** PROMPT A **
Update the rows in the part that opens with the line containing "Reviewer note: confirm that each instance of the blue" and closes with the line containing "column 181, row 339", changing "blue overalls" to "denim overalls" and keeping everything else the same. Return only those lines.

— BEGIN EXCERPTED TEXT —

Autonomous Learning: Summer School 2014

Abstracts of the tutorials

Shun-ichi Amari
RIKEN, Japan
Information geometry and its applications to learning

 slides  video 

Information geometry studies the invariant geometrical structure of a manifold of probability distributions. It consists of Riemannian metric due to Fisher information and a pair of dually coupled affine connections. Since learning takes place under stochastic environments, it provides a useful new tool to various aspects of learning. The present talk begins with an intuitive introduction to information geometry, where prior knowledge on differential geometry is not required. After introducing nice properties such as the generalized Pythagorean theorem, various applications to machine learning and statistical inference are demonstrated.

Shun-ichi Amari
RIKEN, Japan
Basic principles of supervised and unsupervised learning: toward understanding deep learning

 slides  video 

Both supervised and unsupervised techniques are used in Deep Learning. We show a simple model of self-organization (Hebbian learning) to understand how new representations of signals are organized. We then show self-organization of Restricted Boltzmann machines and auto-encoder (recurrently connected neural networks). They reveal the way of information representations in a hierarchical system. The multilayer perceptron is used for supervised learning. However, its space of parameters includes lots of singularities, which cause difficulty in learning. We analyze the dynamics of supervised learning near singularities, and demonstrate that the natural gradient descent learning method improves the efficiency of learning largely.

— END EXCERPTED TEXT —

** PROMPT B **
From the summer school abstracts, repeat word for word the part that opens with the words containing "Abstracts of the" and closes with "inference are demonstrated.".

— BEGIN LISTED RECORDS —

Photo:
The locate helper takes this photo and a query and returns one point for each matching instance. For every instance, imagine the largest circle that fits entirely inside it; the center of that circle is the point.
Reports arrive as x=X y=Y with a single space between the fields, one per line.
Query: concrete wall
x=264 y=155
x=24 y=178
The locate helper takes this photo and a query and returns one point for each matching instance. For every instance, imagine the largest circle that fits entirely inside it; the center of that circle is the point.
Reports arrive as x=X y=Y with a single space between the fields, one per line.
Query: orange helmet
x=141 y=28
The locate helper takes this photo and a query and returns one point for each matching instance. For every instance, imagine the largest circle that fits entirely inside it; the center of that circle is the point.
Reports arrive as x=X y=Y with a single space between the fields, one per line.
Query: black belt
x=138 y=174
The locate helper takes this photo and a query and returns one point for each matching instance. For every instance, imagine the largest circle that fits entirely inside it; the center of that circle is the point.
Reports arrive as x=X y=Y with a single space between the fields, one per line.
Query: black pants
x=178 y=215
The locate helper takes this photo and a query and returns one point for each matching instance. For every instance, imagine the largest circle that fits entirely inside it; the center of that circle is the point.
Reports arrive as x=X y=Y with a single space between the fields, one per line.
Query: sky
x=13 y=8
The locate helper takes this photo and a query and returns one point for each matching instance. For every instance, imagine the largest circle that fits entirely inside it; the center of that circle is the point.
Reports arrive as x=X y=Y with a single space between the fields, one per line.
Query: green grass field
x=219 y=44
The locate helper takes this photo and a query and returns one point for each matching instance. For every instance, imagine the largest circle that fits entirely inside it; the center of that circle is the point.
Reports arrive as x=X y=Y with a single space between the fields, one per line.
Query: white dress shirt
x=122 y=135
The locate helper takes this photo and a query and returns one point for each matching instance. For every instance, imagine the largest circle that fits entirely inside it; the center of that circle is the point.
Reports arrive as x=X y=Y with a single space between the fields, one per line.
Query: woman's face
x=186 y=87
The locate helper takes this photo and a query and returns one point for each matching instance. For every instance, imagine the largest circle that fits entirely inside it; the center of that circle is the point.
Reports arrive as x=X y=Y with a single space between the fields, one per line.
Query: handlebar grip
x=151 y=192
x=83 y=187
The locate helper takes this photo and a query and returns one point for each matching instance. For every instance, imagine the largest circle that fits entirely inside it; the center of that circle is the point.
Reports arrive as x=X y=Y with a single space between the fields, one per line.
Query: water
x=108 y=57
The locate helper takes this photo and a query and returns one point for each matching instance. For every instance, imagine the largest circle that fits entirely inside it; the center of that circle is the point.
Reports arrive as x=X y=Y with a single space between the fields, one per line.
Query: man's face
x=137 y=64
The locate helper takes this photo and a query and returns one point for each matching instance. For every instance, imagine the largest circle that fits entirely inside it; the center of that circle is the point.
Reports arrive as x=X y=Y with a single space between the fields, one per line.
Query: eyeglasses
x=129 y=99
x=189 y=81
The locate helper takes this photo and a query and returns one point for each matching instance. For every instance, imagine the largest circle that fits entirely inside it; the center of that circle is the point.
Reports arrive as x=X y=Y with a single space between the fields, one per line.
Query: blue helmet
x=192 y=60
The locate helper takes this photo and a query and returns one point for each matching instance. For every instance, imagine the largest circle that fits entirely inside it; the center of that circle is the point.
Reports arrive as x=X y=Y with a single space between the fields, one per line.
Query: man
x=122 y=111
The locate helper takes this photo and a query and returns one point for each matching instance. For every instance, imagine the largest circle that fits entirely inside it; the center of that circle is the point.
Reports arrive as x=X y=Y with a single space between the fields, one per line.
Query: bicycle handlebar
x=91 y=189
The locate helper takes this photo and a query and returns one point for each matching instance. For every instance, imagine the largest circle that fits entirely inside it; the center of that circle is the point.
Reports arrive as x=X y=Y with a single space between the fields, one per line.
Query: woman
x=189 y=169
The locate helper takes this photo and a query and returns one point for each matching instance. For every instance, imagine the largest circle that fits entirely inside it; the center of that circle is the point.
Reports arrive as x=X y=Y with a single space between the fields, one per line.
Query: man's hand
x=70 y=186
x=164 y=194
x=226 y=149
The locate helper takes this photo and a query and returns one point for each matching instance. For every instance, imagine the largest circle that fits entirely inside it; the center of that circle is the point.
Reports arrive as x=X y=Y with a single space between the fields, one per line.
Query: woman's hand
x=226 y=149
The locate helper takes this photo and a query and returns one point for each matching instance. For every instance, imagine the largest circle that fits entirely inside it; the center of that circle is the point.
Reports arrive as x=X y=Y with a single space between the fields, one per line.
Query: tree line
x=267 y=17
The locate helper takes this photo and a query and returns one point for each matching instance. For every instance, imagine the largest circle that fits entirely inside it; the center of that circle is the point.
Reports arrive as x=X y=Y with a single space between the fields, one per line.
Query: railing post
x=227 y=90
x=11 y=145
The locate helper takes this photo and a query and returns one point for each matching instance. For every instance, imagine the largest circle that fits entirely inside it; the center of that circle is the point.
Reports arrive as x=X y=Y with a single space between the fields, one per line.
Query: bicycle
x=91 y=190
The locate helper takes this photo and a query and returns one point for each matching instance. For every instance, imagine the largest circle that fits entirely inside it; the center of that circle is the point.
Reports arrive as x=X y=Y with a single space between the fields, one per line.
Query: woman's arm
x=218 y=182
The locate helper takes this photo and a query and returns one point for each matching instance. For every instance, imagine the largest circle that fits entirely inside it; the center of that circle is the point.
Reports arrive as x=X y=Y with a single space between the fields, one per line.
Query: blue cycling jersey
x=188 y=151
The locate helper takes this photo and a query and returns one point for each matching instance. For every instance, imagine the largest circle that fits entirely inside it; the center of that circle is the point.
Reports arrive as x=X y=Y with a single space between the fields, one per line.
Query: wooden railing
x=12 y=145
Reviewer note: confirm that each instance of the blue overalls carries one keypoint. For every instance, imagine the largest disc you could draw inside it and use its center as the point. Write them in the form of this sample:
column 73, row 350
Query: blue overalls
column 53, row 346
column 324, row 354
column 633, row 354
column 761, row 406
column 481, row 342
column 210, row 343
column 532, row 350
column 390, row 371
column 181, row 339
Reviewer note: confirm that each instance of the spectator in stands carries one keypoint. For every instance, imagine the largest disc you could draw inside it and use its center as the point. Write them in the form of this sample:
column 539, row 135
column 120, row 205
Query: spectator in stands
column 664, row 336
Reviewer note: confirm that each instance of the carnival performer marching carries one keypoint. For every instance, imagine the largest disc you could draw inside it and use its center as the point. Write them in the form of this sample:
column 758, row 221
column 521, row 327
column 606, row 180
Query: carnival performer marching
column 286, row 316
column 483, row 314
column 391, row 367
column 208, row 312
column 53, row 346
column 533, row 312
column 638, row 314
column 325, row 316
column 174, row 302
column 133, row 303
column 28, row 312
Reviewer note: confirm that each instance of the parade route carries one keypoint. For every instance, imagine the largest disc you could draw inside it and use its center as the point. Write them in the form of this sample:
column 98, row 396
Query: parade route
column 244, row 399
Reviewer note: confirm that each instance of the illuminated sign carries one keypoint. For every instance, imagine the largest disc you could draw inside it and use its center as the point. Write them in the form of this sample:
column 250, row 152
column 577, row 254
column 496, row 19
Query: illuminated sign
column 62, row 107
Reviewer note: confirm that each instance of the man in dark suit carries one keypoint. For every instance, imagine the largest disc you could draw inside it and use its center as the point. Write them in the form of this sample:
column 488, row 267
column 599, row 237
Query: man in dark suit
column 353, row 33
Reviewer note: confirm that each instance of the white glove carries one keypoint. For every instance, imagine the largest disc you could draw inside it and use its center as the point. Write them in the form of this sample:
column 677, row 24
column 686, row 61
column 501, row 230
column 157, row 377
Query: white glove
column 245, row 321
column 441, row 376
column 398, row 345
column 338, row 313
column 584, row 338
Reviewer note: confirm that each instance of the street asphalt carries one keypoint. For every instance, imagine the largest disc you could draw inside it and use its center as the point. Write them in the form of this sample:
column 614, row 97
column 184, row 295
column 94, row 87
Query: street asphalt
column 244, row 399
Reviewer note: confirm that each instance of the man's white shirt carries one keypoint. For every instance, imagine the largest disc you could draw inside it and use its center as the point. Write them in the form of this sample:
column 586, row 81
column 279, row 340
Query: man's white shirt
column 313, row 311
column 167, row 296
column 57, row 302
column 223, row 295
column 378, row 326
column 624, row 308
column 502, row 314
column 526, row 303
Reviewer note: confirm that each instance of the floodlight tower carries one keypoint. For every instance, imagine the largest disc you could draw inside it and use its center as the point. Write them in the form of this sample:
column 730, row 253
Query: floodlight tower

— END LISTED RECORDS —

** TASK SOLUTION A **
Reviewer note: confirm that each instance of the denim overalls carries one keypoint. For every instance, imagine the largest disc you could draw inside it and use its center as the point. Write them in the form of this sample:
column 73, row 350
Query: denim overalls
column 53, row 346
column 324, row 354
column 633, row 354
column 761, row 406
column 481, row 342
column 210, row 343
column 532, row 350
column 390, row 371
column 181, row 339

** TASK SOLUTION B **
Abstracts of the tutorials

Shun-ichi Amari
RIKEN, Japan
Information geometry and its applications to learning

 slides  video 

Information geometry studies the invariant geometrical structure of a manifold of probability distributions. It consists of Riemannian metric due to Fisher information and a pair of dually coupled affine connections. Since learning takes place under stochastic environments, it provides a useful new tool to various aspects of learning. The present talk begins with an intuitive introduction to information geometry, where prior knowledge on differential geometry is not required. After introducing nice properties such as the generalized Pythagorean theorem, various applications to machine learning and statistical inference are demonstrated.